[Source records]

- - -

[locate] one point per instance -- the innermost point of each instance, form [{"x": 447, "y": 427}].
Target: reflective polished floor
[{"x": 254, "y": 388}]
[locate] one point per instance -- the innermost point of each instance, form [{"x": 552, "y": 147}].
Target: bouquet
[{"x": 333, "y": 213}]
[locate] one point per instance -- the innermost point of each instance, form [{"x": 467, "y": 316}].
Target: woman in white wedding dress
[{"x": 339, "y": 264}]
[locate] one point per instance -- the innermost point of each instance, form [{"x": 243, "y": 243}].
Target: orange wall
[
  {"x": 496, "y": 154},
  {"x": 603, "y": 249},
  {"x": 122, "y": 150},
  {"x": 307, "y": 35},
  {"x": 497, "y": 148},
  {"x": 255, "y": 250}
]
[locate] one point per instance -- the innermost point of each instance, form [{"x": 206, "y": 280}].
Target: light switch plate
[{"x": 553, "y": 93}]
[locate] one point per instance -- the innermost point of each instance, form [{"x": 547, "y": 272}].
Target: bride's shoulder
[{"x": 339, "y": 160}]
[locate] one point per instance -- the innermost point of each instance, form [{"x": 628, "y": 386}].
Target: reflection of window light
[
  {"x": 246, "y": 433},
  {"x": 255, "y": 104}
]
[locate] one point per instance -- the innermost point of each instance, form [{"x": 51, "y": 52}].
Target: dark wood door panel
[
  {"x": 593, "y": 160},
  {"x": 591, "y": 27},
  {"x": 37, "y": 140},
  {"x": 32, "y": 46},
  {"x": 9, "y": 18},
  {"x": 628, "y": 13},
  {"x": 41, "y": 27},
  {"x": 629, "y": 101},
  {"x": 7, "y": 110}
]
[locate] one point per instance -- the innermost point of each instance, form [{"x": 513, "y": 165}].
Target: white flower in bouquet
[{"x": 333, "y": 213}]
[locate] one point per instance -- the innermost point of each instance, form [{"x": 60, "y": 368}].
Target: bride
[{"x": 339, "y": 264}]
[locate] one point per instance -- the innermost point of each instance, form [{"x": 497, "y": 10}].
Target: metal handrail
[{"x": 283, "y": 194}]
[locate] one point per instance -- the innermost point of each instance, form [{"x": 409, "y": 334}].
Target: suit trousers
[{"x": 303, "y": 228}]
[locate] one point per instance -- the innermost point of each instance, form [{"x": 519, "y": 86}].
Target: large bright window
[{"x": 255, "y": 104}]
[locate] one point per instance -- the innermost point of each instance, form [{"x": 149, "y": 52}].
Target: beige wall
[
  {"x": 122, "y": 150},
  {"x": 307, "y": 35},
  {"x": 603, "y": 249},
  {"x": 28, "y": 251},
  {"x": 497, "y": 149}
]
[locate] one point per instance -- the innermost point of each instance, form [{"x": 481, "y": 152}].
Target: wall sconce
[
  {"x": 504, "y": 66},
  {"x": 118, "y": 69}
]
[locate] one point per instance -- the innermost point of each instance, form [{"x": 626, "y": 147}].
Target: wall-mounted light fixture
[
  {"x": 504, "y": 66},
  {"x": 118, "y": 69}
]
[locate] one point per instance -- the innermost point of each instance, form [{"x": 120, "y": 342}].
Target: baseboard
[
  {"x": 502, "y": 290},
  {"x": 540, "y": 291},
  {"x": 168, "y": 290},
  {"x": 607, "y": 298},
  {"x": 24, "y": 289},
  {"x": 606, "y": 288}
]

- - -

▶ [WHAT YOU SHOULD DO]
Each record above is to be reproduced verbatim.

▶ [EXERCISE SOLUTION]
[locate] one point per instance -- the innermost point of each instance, form [{"x": 447, "y": 427}].
Target: reflective polished floor
[{"x": 254, "y": 388}]
[locate] one point per instance -- the innermost point of each instance, form [{"x": 552, "y": 147}].
Target: bouquet
[{"x": 333, "y": 213}]
[locate] one point per instance -- the innermost point of each instance, form [{"x": 467, "y": 316}].
Target: woman in white wedding dress
[{"x": 339, "y": 264}]
[locate] one point per instance -- the innermost point of each instance, form [{"x": 243, "y": 243}].
Target: orange wall
[
  {"x": 496, "y": 154},
  {"x": 603, "y": 249},
  {"x": 122, "y": 150},
  {"x": 307, "y": 35},
  {"x": 497, "y": 148},
  {"x": 255, "y": 250}
]
[locate] one point per instance -- the innermost point of each instance, form [{"x": 206, "y": 280}].
Target: light switch plate
[{"x": 553, "y": 93}]
[locate] one point per instance -- the innermost point of each instance, form [{"x": 547, "y": 272}].
Target: bride's shoulder
[{"x": 339, "y": 160}]
[locate] one point per instance -- the innermost point of each instance, form [{"x": 628, "y": 386}].
Target: reflection of window light
[
  {"x": 246, "y": 433},
  {"x": 255, "y": 104}
]
[locate] one point per instance -- the innermost point of each instance, form [{"x": 51, "y": 52}].
Target: dark wood door panel
[
  {"x": 593, "y": 160},
  {"x": 591, "y": 27},
  {"x": 37, "y": 140},
  {"x": 32, "y": 46},
  {"x": 9, "y": 18},
  {"x": 628, "y": 13},
  {"x": 41, "y": 27},
  {"x": 629, "y": 101},
  {"x": 7, "y": 110}
]
[locate] one point per instance -- the innermost point of each instance, form [{"x": 513, "y": 165}].
Target: white flower in bouquet
[{"x": 333, "y": 213}]
[locate] one point per instance -- the innermost point of each instance, form [{"x": 60, "y": 368}].
Target: bride
[{"x": 339, "y": 264}]
[locate] one point per instance -- the innermost point of each instance, form [{"x": 497, "y": 10}].
Target: metal handrail
[{"x": 283, "y": 194}]
[locate] one point per instance -- the innermost point of each instance, form [{"x": 409, "y": 334}].
Target: suit trousers
[{"x": 303, "y": 228}]
[locate] one point per instance -- the innermost point of each instance, form [{"x": 519, "y": 86}].
Target: large bright window
[{"x": 255, "y": 104}]
[locate] one point per instance -- the innermost point of each instance, form [{"x": 149, "y": 52}].
Target: beige wall
[
  {"x": 122, "y": 150},
  {"x": 307, "y": 35},
  {"x": 603, "y": 249},
  {"x": 28, "y": 251},
  {"x": 497, "y": 149}
]
[locate] one point per instance -- the innermost point of each instance, form [{"x": 481, "y": 152}].
Target: wall sconce
[
  {"x": 504, "y": 66},
  {"x": 118, "y": 69}
]
[locate] one point per instance -- the innermost point of each instance, form [{"x": 626, "y": 147}].
Target: wall-mounted light fixture
[
  {"x": 504, "y": 66},
  {"x": 118, "y": 69}
]
[locate] one point per instance -- the innermost point of each instance, form [{"x": 120, "y": 342}].
Target: baseboard
[
  {"x": 502, "y": 290},
  {"x": 540, "y": 291},
  {"x": 168, "y": 290},
  {"x": 607, "y": 298},
  {"x": 24, "y": 289},
  {"x": 606, "y": 288}
]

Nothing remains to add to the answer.